Au moment de choisir le successeur de Joffre, le débat tourne autour du choix entre Pétain et Nivelle, les deux vainqueurs de Verdun. D’autres candidats comme Foch, Castelnau ou Franchet d’Esperey ne manquent pas de mérite mais ils ont pu être discrédités par des échecs (Foch) ou paraître trop catholiques (Castelnau).
Pétain ne manque pas de mérite lui on plus. Mais contrairement à Nivelle, il est plutôt pessimiste, il ne promet pas une victoire rapide et surtout, il ne croit pas, il n’a jamais cru à la doctrine de l’offensive à outrance. Depuis 1911, il n’a cessé d’affirmer que cette stratégie de l’offensive à outrance est absurde parce que le feu tue. Joffre ne lui en a pas tenu rigueur puisqu’il l’a promu. Mais il pourrait tout de même paraître un peu étrange de faire appliquer une stratégie par quelqu’un qui n’y croit pas.
Nivelle est donc nommé avec le soutien actif du président de la République Raymond Poincaré.
L’arrivée d’un personnage du genre de Nivelle à la tête d’une organisation est assez fréquente. Les hommes très sûrs d’eux, très rassurants, qui correspondent à tous les critères de l’organisation (diplômes, physique avantageux, expérience, sens politique, etc.) arrivent facilement au sommet. Si en plus le doute ne les effleure pas, ce qui est souvent le cas car leur parcours a été aisé, ils sont bien en place pour produire de grands désastres avec une soigneuse tranquillité. On voit régulièrement de ces Nivelle de l’organisation, survendus par la presse comme le fut Nivelle en son temps, dont on nous annonce qu’ils vont faire des prodiges. Quelques années plus tard, ils partent sous les huées après avoir conduit l’entreprise à la faillite. Et ils écrivent un livre pour donner des leçons sur tout ce qu’ils ignorent. Il existe des Nivelle de l’organisation, nous les avons tous connus.
Quand on se laisse prendre au miroir des apparences, on nivelle par le bas.
Le Chemin des Dames ou l’art de ne pas gâcher une bonne défaite
Nivelle est nommé avec comme feuille de route de lancer l’offensive finale au printemps 1917, celle qui va percer le front de façon définitive. C’est d’ailleurs ce qu’il a promis. Assez curieusement, il prévoit que l’effort principal portera dans le secteur dit du Chemin des Dames, entre Reims et Soissons. Assez curieusement parce que Joffre a attaqué plus au nord en Artois et plus à l’est en Champagne mais pas au Chemin des Dames. Cet endroit est un plateau orienté est – ouest de vingt kilomètres sur trois, dont les abords nord et sud sont assez escarpés. C’est donc une position défensive assez forte, d’autant plus forte que le plateau est percé de cavernes appelées « creutes ». Depuis l’automne 1914, les Allemands sont sur le plateau et les Français dans la vallée.

____

■ Travail demandé
Poursuivez l'extrait sur Nivelle et le Chemin des Dames après sa dernière phrase. Le matériel qui suit est distinct de l'extrait sur Nivelle et le Chemin des Dames.

■ Données brutes
____

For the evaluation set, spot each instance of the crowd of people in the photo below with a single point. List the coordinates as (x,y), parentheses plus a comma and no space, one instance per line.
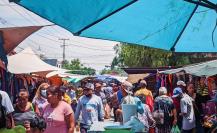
(62,109)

____

■ Résultat
C’est donc un terrain difficile – Nivelle face au dénivelé – pour une attaque, et probablement inaccessible à l’artillerie.
Nivelle compte sur la surprise mais ce général d’opérette (la métaphore est de Lyautey) est trop vantard pour rester discret. Le plan est bientôt connu du tout Paris et de l’ennemi. En mars 1917, Hindenburg abandonne quarante kilomètres de terrain pour évacuer un saillant et raccourcir sa ligne de front. Il double ses dispositifs et ses troupes de défense. Le piège dans lequel Nivelle est en train de précipiter l’armée française est d’autant mieux conçu et d’autant moins visible pour Nivelle que c’est justement Nivelle lui-même qui en est l’auteur.
Ce plan suscite de nombreuses critiques, y compris dans l’armée. La Chambre s’en émeut et renverse le gouvernement en mars 1917. Nivelle accepte de discuter avec les hommes politiques mais ces discussions ne mènent à rien et restent oiseuses. Nivelle se contente de faire comprendre aux hommes politiques qu’ils s’aventurent sur un terrain qu’ils connaissent mal (tiens, tiens…). Drapé dans sa dignité, Nivelle demande donc qu’on lui fasse confiance.
Mais il n’inspire plus confiance. D’abord parce que d’autres généraux annoncent l’échec de l’attaque prévue. Ensuite parce que Nivelle, bien que toujours courtois et politique, se raidit dans ses certitudes sans apporter d’argument probant. Après quelques débats houleux, l’inertie est favorable à Nivelle, on le laisse conduire son attaque. « Attaquons, attaquons comme la Lune », disait-on à l’époque (le mot est du général Lanrezac).
Ces débats entre politiques et militaires qui ont précédé l’attaque du 16 avril 1917 marquent un tournant dans la guerre. Jusque-là, Joffre avait conduit les opérations militaires en pleine indépendance. Il pensait que les hommes politiques – incompétents de fait en stratégie militaire – ne pourraient par leurs interventions qu’affaiblir l’armée et le commandement. Pour ne pas perdre cette indépendance jalouse, il refusait de discuter de stratégie avec les hommes politiques. Cette façon d’agir lui a d’ailleurs assez bien réussi jusqu’au moment où les politiques, lassés de cette indépendance, se sont débarrassés de lui. Un des objectifs de ce changement de général en chef était de reprendre un peu la main sur la guerre.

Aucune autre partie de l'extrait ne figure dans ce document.